__KUTIPAN TEKS__:
•••

Karena kurang dari 7 hari lagi transaksi
dan kurang dari 30 hari segala perabotan di bawa pindah kemalang.
Dalam perjalan menuju rumah saya, kepala
saya berisi ribuan lintasan pikiran. Dari pikiran jahat hingga pikiran mulia.
Tetapi 90% rasanya bakal criminal, pikiran jahat mendominasi saya.
Saya akan cari Julian kho, walau di
singapura.
Tetapi saya juga harus ke bank yang akan
melakukan lelang atas rumah tersebut, dan pastinya ibu tidak boleh tahu.
Malam berlalu tanpa saya nikmati. Paginya
saya ke bank di wilayah warung buncit. Pejabat bank menjelaskan bahwa nilainya
dengan bunga berbunga menjadi 2 kali lipat dari nilai pinjaman.
Saya pun menjelaskan saya akan bayar tetapi
tidak mungkin kalau bunga saya bayar. Saya minta hair cut di lakukan, yaitu
bayar pokoknya saja. Yang mengejutkan saya ternyata harga rumah tersebut value
nya waktu di jaminkan di atas nilai rumah tersebut. Apreisal value nya naik
hampir 50%. Jadi walaupun angkanya sudah di potong bunga , ke pokoknya saja,
angka nya mencapai 10 digit juga.

•••

__CUPLIKAN DATA__:
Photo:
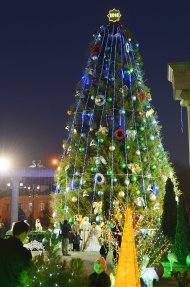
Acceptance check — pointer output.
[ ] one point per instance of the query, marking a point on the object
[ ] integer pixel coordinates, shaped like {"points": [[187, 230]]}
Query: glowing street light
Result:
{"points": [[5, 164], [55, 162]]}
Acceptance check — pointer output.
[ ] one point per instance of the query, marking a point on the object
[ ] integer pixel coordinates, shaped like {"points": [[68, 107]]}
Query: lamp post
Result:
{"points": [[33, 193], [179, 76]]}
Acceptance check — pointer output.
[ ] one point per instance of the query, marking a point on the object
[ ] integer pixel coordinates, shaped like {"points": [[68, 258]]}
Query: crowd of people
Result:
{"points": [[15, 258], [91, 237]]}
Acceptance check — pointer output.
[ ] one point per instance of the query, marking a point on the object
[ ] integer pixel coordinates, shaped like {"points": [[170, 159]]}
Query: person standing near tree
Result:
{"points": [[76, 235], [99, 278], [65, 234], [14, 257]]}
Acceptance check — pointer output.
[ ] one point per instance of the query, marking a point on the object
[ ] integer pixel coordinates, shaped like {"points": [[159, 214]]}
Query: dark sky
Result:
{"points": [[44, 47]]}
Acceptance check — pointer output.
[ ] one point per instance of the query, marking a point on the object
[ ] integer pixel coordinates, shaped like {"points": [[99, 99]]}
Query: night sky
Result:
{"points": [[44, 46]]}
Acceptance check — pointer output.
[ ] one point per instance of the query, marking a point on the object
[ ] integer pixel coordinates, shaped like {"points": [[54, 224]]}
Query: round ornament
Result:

•••

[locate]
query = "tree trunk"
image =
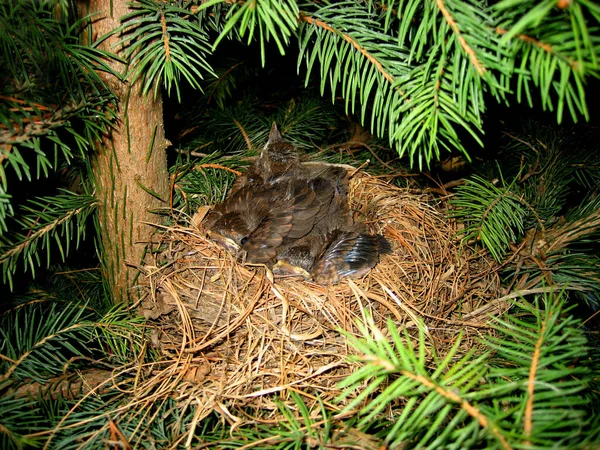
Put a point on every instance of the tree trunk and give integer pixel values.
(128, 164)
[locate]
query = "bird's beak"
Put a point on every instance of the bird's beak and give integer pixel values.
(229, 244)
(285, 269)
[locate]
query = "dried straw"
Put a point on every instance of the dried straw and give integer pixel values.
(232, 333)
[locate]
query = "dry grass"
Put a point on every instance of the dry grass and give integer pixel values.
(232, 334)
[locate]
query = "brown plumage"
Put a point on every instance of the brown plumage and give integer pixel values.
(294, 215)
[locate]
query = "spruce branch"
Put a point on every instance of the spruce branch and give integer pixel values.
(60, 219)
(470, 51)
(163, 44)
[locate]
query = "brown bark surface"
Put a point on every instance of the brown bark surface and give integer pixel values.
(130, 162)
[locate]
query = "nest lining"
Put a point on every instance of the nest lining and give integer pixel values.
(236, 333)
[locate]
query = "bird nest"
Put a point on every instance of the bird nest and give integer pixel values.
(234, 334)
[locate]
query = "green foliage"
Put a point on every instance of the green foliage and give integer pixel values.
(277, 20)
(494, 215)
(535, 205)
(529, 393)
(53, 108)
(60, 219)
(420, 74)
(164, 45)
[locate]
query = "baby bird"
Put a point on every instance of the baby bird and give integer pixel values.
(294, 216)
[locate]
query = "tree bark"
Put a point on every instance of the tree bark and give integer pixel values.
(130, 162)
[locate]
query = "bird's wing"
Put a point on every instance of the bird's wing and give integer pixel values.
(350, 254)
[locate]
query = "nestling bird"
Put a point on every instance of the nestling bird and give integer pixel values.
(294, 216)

•••

__KUMPULAN LATIHAN__:
1. Menurut kutipan tentang lelang rumah, di wilayah mana letak bank yang didatangi narator pada pagi harinya?
2. Lanjutkan kutipan tentang lelang rumah itu, mulai setelah kalimat terakhirnya.

__JAWABAN BERURUTAN__:
1. Di wilayah Warung Buncit.

2.
Persis dengan harga yang akan terjadi
transaksi. Persis. Jadi intinya kalau punya hutang di bank setelh hair cut di
setujui pun dan rumah itu di jual, tidak ada sisa alias, seluruh nilai rumah
akan hilang untuk menebus harga rumah tersebut.
Bisa di bayangkan ibu kita yang kita cintai
kehilangan pasangan hidupanya dan 1000 hari kemudian harus kehilangan seluruh
asset harta sisanya yang seharusnya bisa untuk menikmati hari tuanya.
Saya terdiam. Asli saya terdiam. Saya hanya
keluar satu kata, pak saya bayar, saya minta hair cut, sudah 3 tahun tidak ada
kepastian saya ahli waris mengatakan saya akan bayar, asal hair cut. Saya
bicara panjang lebar dan satu hal pesan yang saya sampaikan, saya tahu apa yang
saya harus lakukan dan saya kenal dunia bank, seberapa bajingannya bank saya
kenal. Intinya, jangan main sepihak, saya manusia yang serba penuh
keterbatasan.
Di desak seperti ini seharian, sampai ke
direksi, saya berikan personal garansi boleh cek reputasi saya, saya bayar asal
“hair cut” dan di setujui. Saya boleh menarik nafas lega sedikit, walau masalah
belum selesai.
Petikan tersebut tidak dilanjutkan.